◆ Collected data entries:
※ ※ ※
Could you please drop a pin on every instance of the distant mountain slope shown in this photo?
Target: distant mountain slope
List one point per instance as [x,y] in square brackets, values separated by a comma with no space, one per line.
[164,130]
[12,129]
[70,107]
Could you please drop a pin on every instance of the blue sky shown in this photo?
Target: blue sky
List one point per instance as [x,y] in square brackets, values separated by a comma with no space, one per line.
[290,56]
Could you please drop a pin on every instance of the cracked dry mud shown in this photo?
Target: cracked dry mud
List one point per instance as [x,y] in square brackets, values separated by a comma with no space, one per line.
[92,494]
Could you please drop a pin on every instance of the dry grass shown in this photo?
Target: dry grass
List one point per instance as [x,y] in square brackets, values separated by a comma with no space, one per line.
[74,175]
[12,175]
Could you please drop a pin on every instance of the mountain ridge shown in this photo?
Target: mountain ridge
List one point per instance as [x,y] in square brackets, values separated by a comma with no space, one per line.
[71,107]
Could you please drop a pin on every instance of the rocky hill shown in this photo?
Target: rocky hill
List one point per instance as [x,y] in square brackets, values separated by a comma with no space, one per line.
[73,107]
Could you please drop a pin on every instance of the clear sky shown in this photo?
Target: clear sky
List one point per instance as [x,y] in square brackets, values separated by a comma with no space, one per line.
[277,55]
※ ※ ※
◆ ASSIGNED TASK:
Set down the records above once more, exactly as they stand.

◆ ANSWER FOR THE TASK:
Could you please drop a pin on every instance of the distant mountain slope shown in this photo?
Target: distant mountain slope
List one point per instance as [x,y] in square brackets, values separated by a comma with no space, one per line.
[164,130]
[12,129]
[70,107]
Could you please drop a pin on every instance of the blue sky shown in this photo?
Target: blue sky
List one point per instance as [x,y] in square brackets, values separated by a comma with no space, one per line.
[290,56]
Could you please drop a pin on every instance of the cracked dry mud shown in this photo?
Target: cracked dry mud
List one point per instance as [x,y] in square brackets, values separated by a comma with no space, one per line.
[92,494]
Could you please drop a pin on every instance of the dry grass shown in this photo?
Target: dry grass
List one point per instance as [x,y] in square brackets, values separated by a comma with no space, one per line.
[74,175]
[12,175]
Could you please drop a pin on every instance of the mountain ridge shown in this photo?
Target: mountain ridge
List one point per instance as [x,y] in square brackets, values separated by a comma with no space, one per line.
[71,107]
Could you please drop a pin on every instance of the rocky hill shown in this photo?
Target: rocky hill
List one point per instance as [x,y] in square brackets, values separated by a comma with no space, one per line.
[73,107]
Could you please drop a pin on every instance of the clear sky shown in this photo?
Target: clear sky
List one point per instance as [x,y] in square brackets, values separated by a comma with no space, one per line.
[277,55]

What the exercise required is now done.